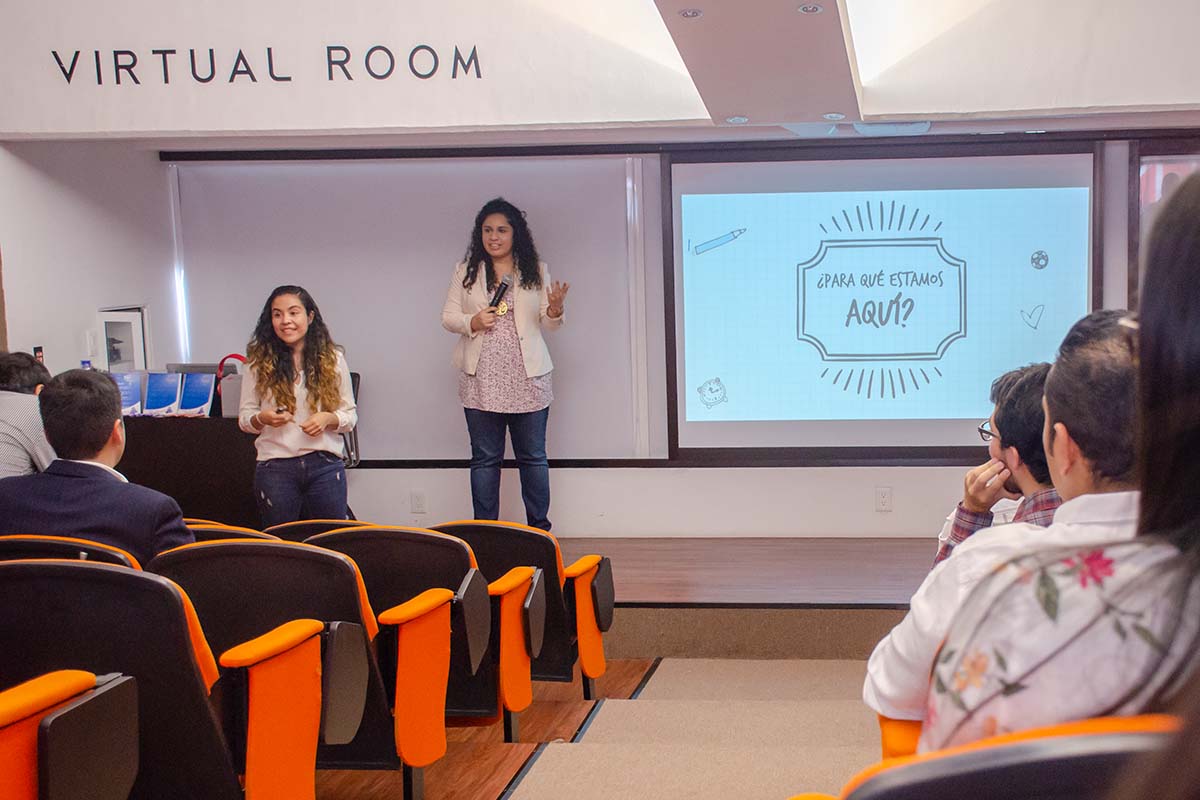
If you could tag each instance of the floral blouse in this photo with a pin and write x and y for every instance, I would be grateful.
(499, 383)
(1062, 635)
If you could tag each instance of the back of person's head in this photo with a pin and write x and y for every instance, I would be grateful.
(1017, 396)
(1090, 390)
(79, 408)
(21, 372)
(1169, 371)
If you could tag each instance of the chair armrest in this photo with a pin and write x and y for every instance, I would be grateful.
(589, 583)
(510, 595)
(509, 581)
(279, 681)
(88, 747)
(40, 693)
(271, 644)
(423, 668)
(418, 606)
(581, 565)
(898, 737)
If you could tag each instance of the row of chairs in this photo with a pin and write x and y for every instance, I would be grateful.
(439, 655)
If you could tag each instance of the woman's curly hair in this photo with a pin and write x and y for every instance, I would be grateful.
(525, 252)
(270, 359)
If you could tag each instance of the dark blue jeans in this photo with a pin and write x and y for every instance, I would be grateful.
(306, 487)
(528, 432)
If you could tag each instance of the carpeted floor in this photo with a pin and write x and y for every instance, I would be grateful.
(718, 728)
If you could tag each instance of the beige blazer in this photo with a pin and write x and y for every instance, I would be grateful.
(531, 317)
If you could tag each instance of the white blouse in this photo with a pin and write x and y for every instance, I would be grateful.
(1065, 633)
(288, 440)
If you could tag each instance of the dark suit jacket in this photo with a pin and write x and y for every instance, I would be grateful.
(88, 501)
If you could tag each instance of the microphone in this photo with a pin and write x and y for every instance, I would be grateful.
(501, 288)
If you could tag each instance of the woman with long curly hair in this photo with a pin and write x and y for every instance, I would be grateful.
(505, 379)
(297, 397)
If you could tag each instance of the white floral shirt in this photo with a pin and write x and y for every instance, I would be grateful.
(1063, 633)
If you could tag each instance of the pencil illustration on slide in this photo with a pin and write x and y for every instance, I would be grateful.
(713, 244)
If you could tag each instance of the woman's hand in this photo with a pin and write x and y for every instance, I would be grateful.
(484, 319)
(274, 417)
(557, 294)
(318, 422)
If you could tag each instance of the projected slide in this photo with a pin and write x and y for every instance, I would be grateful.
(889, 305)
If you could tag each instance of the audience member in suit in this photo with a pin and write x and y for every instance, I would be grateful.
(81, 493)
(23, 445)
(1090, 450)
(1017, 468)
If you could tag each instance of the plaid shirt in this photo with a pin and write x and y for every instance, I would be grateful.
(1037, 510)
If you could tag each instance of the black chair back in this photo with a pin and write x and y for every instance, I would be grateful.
+++++
Return all of the material above word for word, leaving the picture out.

If you could tag each instance of the floral blouse in this photo with a pin and write x and y for every instance, I would be grateful.
(499, 383)
(1062, 635)
If you could tag each instance of the back of person's head in this photo with a pin and write x and y for every instance, I would be grateful.
(1017, 396)
(1090, 390)
(79, 408)
(21, 372)
(1169, 371)
If you could tag each instance of the chair armrest in this photo with a pin and write x and y for every instance, I would be grateful.
(589, 583)
(510, 595)
(509, 581)
(279, 681)
(88, 747)
(40, 693)
(271, 644)
(423, 668)
(418, 606)
(581, 565)
(898, 737)
If you could tag each instance of the row of chairs in this photo with a pin and write x and y for every instance, I would be grateful.
(439, 655)
If you could tag each instance of the woman's curly hair in this photo with a pin and write x and y for every instance, I would be grateful.
(525, 252)
(270, 359)
If you could tag each instance of the dark blue jeans in this photo with a pin and write x and y for every instance, I would be grateful.
(306, 487)
(528, 432)
If you could tag each instance of the carpeted floor in this photo with a pin and write x and y for every instance, I would be grateful.
(718, 728)
If you could tag each instance of the beige blazer in this photo with a pin and write x and y for every instance, I would be grateful.
(531, 317)
If you could tag each instance of the white blouse in this photo with a pin and write x and y for every instance, I would be grateful.
(1065, 633)
(288, 440)
If you could tag each instance of the dark suit jacket in this photo with a pin and write x and y for every instance, I would be grateful.
(88, 501)
If you could tag each instance of the microphone in this photo with a pin and write x and y for every instance, I would be grateful.
(501, 288)
If you could tag each instance of the woman with long curly hair in this photo with a pin and write x and y for every instance, I would be grateful.
(505, 379)
(297, 397)
If you could tag each instance of the white floral shirt in this photo with a pin and write x and y for every instance, I would be grateful.
(1063, 633)
If you could tag each instance of the pencil illustration on slide in this photo with a pin and write x and y for every instance, I would be grateful.
(713, 244)
If you could tag each instance of the woman's hand in this photo with a pin and write x and y for every instance, I would be grateful.
(484, 319)
(274, 417)
(557, 294)
(318, 422)
If you could tag each instance of the projected slide in this photo with a pin and write x and y for every instance, I would be grateful.
(889, 305)
If you could tag each instance of the audience member in suit in this photo with a pin and write x and y for every instance, I would be grateful.
(81, 493)
(23, 445)
(1090, 450)
(1017, 468)
If you could tag each instance of the plaid shirt in this photo with a pin and write x and y for every instance, I would be grateful.
(1037, 510)
If you could tag each instance of the black chair back in this photo with a pin and write x and y for every instance, I would be grateful.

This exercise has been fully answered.